Text provided —
*** Begin section ***

Faith & Worship: Older and wiser
Published 10:00 pm Wednesday, May 10, 2017
You’ve heard the saying, “Growing old is not for sissies.” If you are of a certain age, you know the truth of those words. If you are younger, you may not know the meaning of these words, at least not in the same ways, but the truth is that everyone is getting older, even if we might not think about it much. And sooner or later we will experience some of the challenges of aging.
We will all move slower and lose abilities we once took for granted. We will all experience personal losses and physical challenges. We will sense the limits of life and the reality of our mortality. What do we do with those feelings?
Sometimes we ignore them, and even deny them in our heroic attempts to preserve youth. Sometimes we mask those feelings in a whirlwind of activity and achievement. Sometimes we mask them with food, drink, and medications. Occasionally though we find another way.
In my eight years living here in Tryon, I have had the opportunity to share in the lives of many people who have known first hand that “growing old is not for sissies.” Facing all kinds of challenges, they consistently have found ways to rise above them with humor and perseverance. They can joke about their walkers, and make fun of their bad hearing, or their forgetfulness. They seem to be able to wade through the challenges they face with a smile on their face, and a good word for others, at least most of the time. They volunteer to help others. They share their lives, and their resources with a reckless generosity. Having dealt with a multitude of different life situations in their own families, they are accepting of others and willing to help those who are struggling.

*** End section ***

Exercises —
- A) In the Faith & Worship column, what things do the people the writer has met in Tryon joke about or make fun of?
- B) According to the Faith & Worship column, how many years has the writer lived in Tryon?

Provided records —

*** Begin section ***

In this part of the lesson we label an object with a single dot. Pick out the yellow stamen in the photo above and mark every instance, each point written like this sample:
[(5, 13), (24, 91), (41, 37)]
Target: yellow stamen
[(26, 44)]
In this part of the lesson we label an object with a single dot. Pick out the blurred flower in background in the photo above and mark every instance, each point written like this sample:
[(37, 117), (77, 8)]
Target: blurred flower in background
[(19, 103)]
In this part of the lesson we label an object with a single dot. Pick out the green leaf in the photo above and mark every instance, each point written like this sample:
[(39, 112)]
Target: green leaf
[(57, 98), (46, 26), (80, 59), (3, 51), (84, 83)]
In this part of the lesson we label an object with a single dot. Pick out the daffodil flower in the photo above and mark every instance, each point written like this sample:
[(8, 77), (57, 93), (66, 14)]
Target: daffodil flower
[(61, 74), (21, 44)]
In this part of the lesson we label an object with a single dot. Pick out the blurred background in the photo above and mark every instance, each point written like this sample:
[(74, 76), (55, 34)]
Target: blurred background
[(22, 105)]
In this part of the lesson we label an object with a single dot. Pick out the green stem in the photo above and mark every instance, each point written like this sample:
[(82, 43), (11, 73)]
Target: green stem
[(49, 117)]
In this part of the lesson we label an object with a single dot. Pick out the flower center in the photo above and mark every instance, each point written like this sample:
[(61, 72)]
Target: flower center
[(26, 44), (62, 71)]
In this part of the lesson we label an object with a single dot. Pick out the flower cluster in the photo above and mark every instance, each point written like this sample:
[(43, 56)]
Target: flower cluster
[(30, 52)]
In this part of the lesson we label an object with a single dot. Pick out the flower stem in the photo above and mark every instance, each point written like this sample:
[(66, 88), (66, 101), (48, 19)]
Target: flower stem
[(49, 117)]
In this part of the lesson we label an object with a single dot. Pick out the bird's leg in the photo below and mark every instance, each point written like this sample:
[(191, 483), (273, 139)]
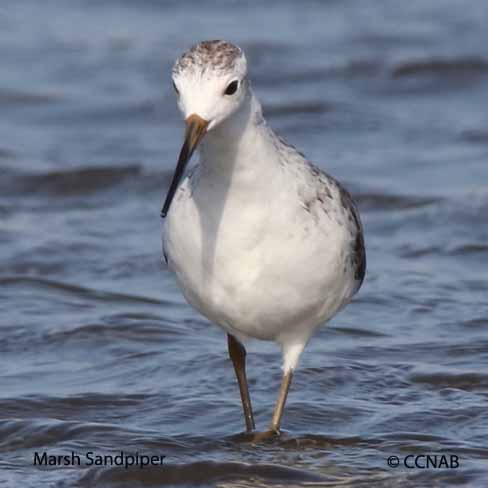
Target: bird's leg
[(237, 353), (280, 402)]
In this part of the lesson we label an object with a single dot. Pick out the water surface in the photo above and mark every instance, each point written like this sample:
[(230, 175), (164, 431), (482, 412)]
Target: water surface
[(99, 351)]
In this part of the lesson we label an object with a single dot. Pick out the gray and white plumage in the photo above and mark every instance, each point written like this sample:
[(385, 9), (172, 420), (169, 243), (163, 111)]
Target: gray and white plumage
[(262, 242)]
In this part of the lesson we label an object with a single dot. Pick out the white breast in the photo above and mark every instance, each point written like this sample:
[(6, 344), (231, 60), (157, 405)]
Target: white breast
[(257, 265)]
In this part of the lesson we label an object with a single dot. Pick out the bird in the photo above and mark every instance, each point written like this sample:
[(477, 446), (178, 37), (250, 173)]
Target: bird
[(261, 241)]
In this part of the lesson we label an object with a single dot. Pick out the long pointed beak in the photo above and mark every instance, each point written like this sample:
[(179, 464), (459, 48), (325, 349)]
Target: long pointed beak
[(196, 127)]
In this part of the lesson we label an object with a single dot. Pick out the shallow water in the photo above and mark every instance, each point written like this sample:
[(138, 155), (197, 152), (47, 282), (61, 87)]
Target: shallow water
[(98, 350)]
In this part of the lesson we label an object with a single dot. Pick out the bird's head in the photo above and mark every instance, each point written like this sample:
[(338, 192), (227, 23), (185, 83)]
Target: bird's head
[(210, 81)]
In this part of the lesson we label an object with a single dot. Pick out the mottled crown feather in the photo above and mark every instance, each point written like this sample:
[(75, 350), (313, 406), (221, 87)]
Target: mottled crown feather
[(219, 56)]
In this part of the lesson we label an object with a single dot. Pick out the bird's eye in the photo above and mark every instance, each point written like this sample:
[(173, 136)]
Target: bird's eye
[(232, 87)]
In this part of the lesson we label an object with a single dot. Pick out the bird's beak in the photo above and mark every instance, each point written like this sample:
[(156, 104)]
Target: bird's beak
[(196, 127)]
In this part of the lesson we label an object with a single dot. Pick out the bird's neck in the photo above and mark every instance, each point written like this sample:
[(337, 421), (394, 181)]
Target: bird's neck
[(241, 148)]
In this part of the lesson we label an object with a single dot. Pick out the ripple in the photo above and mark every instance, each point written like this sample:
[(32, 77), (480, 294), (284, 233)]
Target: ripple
[(388, 202), (468, 381), (202, 473), (79, 180), (80, 291), (453, 68)]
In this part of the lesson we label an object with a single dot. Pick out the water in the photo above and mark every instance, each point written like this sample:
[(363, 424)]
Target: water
[(98, 350)]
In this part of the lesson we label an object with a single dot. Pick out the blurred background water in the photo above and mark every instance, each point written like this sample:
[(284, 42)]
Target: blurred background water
[(99, 351)]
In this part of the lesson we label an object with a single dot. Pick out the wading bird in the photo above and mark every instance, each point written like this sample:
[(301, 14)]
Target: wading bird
[(262, 242)]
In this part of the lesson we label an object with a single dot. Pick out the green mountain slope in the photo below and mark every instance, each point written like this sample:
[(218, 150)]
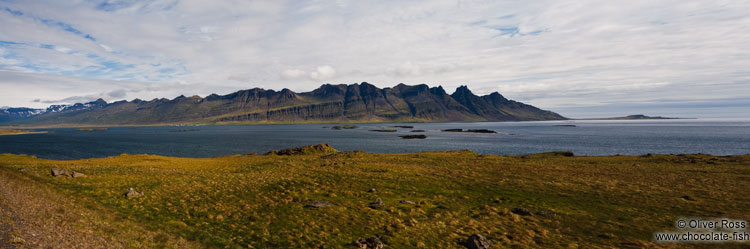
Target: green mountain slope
[(329, 103)]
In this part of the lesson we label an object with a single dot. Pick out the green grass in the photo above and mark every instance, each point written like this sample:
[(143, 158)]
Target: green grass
[(256, 201)]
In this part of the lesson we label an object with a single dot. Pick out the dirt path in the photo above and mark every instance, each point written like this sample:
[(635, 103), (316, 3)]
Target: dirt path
[(33, 215)]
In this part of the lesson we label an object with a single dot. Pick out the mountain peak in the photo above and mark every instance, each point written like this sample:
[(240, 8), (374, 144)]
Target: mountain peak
[(360, 102)]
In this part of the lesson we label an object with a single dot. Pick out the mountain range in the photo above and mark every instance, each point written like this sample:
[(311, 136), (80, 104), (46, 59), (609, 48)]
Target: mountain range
[(361, 102)]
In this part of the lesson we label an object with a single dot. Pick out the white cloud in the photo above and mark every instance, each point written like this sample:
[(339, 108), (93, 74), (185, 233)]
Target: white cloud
[(293, 74), (323, 73), (555, 54)]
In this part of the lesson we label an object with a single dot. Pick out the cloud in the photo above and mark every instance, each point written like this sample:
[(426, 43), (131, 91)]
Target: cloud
[(119, 93), (292, 74), (570, 55), (323, 73)]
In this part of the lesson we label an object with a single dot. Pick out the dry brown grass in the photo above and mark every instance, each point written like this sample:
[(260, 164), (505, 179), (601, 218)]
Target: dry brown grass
[(258, 201)]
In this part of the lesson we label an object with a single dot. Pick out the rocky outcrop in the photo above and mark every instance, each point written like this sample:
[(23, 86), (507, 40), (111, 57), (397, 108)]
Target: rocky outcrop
[(371, 242), (478, 241), (304, 150)]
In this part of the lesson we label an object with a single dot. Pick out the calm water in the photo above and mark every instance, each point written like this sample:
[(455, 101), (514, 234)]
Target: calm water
[(719, 137)]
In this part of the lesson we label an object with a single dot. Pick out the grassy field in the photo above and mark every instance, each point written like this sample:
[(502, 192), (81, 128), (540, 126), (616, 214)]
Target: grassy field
[(257, 201)]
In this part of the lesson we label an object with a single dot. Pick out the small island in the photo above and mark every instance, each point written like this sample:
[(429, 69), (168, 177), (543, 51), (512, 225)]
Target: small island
[(91, 129), (632, 117), (413, 137), (346, 127), (470, 130), (384, 130), (186, 130)]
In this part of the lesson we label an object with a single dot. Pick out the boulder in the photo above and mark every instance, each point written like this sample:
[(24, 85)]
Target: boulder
[(132, 193), (59, 172), (369, 243), (377, 203), (478, 241), (548, 213), (521, 211), (318, 204)]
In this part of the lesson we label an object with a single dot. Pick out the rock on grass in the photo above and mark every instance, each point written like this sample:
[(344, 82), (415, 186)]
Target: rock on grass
[(318, 204), (371, 242), (478, 241)]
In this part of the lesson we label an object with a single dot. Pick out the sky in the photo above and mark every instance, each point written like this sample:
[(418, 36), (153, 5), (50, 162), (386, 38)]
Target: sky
[(580, 58)]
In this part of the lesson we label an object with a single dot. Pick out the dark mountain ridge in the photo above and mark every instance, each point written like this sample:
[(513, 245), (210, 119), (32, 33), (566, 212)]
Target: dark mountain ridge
[(361, 102)]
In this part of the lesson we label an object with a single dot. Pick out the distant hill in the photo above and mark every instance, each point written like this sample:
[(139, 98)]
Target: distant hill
[(329, 103)]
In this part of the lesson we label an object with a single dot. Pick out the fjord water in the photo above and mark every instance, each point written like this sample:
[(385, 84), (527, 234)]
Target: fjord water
[(626, 137)]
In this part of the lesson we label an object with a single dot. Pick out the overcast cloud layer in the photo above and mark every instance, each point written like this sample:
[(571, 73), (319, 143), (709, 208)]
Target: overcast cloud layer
[(581, 58)]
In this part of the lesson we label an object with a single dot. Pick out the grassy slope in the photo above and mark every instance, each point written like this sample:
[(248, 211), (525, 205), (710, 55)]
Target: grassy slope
[(257, 201)]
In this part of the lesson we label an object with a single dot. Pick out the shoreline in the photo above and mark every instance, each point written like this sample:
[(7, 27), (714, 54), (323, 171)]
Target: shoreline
[(541, 154), (17, 126), (24, 133)]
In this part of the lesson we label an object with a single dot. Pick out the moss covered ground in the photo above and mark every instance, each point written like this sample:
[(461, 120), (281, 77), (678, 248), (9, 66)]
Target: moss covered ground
[(257, 201)]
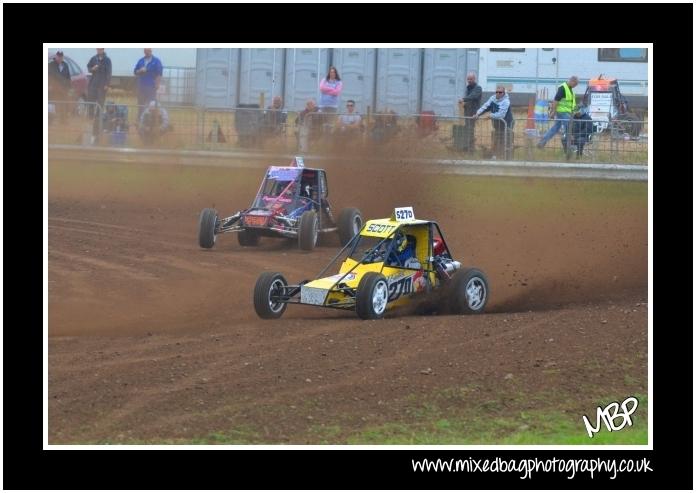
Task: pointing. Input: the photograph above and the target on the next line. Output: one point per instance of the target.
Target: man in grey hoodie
(100, 68)
(501, 116)
(470, 103)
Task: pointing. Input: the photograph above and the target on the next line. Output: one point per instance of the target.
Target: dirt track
(152, 338)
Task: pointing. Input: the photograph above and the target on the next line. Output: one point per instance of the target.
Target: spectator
(470, 103)
(59, 85)
(562, 107)
(275, 117)
(148, 71)
(154, 122)
(501, 116)
(307, 124)
(100, 68)
(350, 124)
(330, 87)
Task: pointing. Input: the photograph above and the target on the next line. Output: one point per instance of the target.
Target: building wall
(406, 80)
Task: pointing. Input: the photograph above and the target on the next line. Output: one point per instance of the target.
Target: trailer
(526, 72)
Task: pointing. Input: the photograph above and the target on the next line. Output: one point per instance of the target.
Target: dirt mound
(152, 337)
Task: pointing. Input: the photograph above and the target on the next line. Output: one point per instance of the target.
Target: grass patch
(538, 195)
(483, 424)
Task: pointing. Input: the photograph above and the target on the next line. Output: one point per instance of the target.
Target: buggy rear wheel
(308, 230)
(349, 224)
(372, 296)
(207, 228)
(269, 286)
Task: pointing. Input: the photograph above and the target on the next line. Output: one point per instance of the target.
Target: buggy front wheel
(207, 228)
(270, 287)
(372, 296)
(469, 292)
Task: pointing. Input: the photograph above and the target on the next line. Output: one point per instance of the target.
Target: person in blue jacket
(501, 116)
(148, 72)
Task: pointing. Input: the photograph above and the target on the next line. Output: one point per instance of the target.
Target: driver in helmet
(403, 253)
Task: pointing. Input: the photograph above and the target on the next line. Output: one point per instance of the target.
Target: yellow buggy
(388, 263)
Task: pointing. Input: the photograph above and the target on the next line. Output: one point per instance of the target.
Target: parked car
(79, 80)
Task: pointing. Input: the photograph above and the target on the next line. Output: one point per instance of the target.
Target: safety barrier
(385, 133)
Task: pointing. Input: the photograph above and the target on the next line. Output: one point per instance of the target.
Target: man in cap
(100, 68)
(148, 71)
(59, 84)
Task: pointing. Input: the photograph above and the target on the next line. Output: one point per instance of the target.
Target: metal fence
(178, 86)
(381, 134)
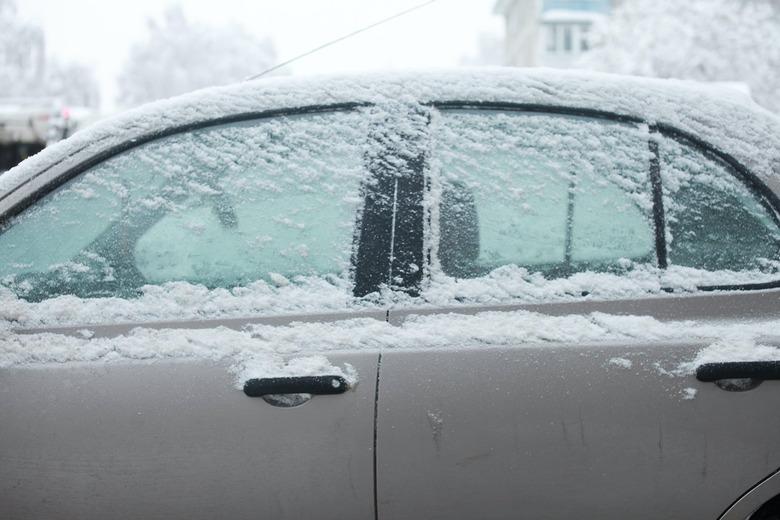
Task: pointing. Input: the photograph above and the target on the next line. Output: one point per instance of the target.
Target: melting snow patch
(621, 362)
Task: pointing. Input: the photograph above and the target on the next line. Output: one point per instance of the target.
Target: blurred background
(65, 64)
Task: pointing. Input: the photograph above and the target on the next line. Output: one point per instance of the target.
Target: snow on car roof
(733, 124)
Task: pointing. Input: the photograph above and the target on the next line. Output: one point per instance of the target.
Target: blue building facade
(551, 33)
(595, 6)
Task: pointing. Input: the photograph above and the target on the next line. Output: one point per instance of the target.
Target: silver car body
(541, 429)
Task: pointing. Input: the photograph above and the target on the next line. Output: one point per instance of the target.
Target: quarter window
(714, 221)
(554, 194)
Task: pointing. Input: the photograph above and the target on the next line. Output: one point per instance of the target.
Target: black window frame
(370, 259)
(374, 265)
(760, 190)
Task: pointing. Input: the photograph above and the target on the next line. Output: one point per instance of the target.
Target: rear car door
(584, 400)
(105, 411)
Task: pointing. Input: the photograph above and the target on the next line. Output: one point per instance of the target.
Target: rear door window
(553, 194)
(268, 200)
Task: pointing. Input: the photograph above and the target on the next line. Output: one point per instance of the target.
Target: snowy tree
(72, 84)
(26, 72)
(22, 53)
(490, 51)
(179, 56)
(703, 40)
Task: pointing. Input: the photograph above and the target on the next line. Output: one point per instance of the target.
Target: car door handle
(760, 370)
(315, 385)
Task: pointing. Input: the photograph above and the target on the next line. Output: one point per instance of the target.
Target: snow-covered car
(476, 294)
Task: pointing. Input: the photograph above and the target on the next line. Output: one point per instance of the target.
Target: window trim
(761, 190)
(356, 259)
(765, 195)
(134, 142)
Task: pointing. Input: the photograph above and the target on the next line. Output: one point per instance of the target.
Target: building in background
(549, 33)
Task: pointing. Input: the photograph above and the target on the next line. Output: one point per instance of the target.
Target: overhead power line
(341, 39)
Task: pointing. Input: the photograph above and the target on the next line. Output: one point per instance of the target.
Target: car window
(555, 194)
(713, 220)
(269, 199)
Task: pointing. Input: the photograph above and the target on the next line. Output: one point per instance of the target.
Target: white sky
(100, 32)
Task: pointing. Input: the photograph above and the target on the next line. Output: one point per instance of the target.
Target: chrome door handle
(315, 385)
(760, 370)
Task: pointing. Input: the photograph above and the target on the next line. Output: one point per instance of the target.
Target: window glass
(713, 220)
(555, 194)
(267, 200)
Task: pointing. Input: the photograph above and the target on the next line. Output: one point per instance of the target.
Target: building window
(567, 38)
(585, 37)
(552, 38)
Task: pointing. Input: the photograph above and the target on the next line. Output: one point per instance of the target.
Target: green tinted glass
(714, 221)
(555, 194)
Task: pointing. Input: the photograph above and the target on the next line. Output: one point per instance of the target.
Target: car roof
(722, 118)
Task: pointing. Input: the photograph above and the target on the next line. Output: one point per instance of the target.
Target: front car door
(583, 403)
(233, 233)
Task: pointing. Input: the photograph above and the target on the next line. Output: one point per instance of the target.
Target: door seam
(376, 416)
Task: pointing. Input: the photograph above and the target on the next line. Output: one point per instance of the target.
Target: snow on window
(266, 200)
(555, 195)
(714, 221)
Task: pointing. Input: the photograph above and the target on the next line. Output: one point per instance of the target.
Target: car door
(148, 291)
(583, 401)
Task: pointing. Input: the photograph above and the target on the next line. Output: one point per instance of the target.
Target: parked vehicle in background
(481, 294)
(28, 125)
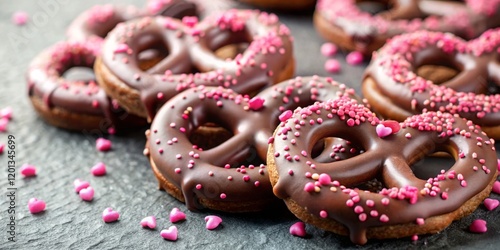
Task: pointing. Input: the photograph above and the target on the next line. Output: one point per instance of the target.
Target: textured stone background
(129, 186)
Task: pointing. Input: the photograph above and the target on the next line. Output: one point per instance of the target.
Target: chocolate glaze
(394, 67)
(467, 19)
(192, 44)
(405, 198)
(251, 125)
(45, 82)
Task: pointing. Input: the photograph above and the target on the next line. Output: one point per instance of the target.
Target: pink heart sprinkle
(170, 233)
(212, 221)
(36, 206)
(325, 179)
(256, 103)
(87, 194)
(110, 215)
(79, 185)
(20, 18)
(478, 226)
(394, 125)
(149, 222)
(103, 144)
(496, 187)
(354, 58)
(6, 113)
(285, 115)
(383, 131)
(298, 229)
(27, 170)
(491, 204)
(177, 215)
(99, 169)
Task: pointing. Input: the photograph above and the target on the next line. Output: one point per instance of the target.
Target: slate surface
(130, 186)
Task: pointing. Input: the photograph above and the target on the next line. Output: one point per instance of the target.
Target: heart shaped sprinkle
(170, 233)
(478, 226)
(27, 170)
(87, 194)
(212, 221)
(298, 229)
(36, 206)
(103, 145)
(256, 103)
(110, 215)
(383, 131)
(394, 125)
(79, 185)
(491, 204)
(177, 215)
(149, 222)
(285, 115)
(99, 169)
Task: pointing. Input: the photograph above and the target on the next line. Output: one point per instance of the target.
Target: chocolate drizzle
(327, 190)
(201, 174)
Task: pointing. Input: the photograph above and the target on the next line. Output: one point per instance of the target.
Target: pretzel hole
(152, 51)
(438, 74)
(333, 149)
(430, 166)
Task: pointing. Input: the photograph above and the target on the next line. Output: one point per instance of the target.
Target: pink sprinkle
(79, 185)
(177, 215)
(20, 18)
(354, 58)
(384, 218)
(287, 114)
(256, 103)
(309, 187)
(328, 49)
(121, 48)
(298, 229)
(6, 113)
(99, 169)
(332, 66)
(149, 222)
(478, 226)
(3, 124)
(170, 234)
(110, 215)
(36, 206)
(212, 222)
(491, 204)
(496, 187)
(28, 170)
(323, 214)
(87, 194)
(103, 145)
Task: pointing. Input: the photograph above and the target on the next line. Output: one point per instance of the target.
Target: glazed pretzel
(351, 27)
(267, 60)
(392, 78)
(223, 177)
(329, 195)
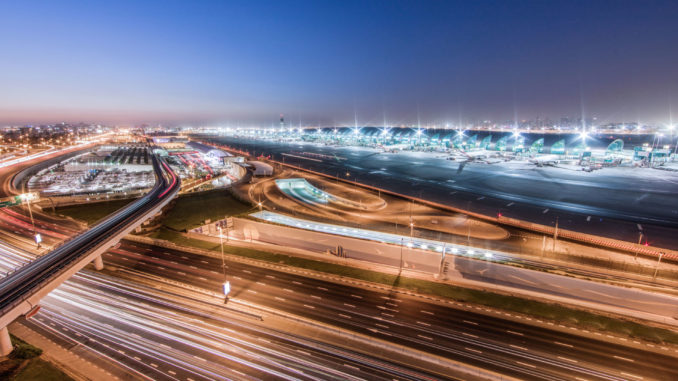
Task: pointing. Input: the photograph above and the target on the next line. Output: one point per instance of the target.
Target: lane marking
(526, 364)
(568, 359)
(624, 358)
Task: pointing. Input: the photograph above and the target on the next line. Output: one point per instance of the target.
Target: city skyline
(330, 64)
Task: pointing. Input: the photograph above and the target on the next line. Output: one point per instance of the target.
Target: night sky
(326, 62)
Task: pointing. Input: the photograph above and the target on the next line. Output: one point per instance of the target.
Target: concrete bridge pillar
(5, 342)
(98, 263)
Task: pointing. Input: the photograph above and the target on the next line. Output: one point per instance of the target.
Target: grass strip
(91, 212)
(38, 369)
(533, 308)
(191, 210)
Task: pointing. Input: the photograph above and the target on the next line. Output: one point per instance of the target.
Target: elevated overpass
(22, 290)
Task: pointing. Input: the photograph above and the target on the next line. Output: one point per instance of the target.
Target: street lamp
(27, 197)
(221, 241)
(657, 267)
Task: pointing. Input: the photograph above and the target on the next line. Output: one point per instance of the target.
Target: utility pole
(221, 241)
(400, 268)
(442, 261)
(640, 239)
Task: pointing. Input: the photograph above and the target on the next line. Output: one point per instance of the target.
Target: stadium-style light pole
(27, 197)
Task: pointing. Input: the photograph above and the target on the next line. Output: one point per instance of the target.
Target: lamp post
(657, 267)
(28, 197)
(221, 241)
(400, 267)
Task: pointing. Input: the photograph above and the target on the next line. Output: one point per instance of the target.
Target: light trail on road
(442, 329)
(160, 335)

*** End section ***

Per-task answers —
- A) Their walkers, their bad hearing, and their forgetfulness.

- B) Eight years.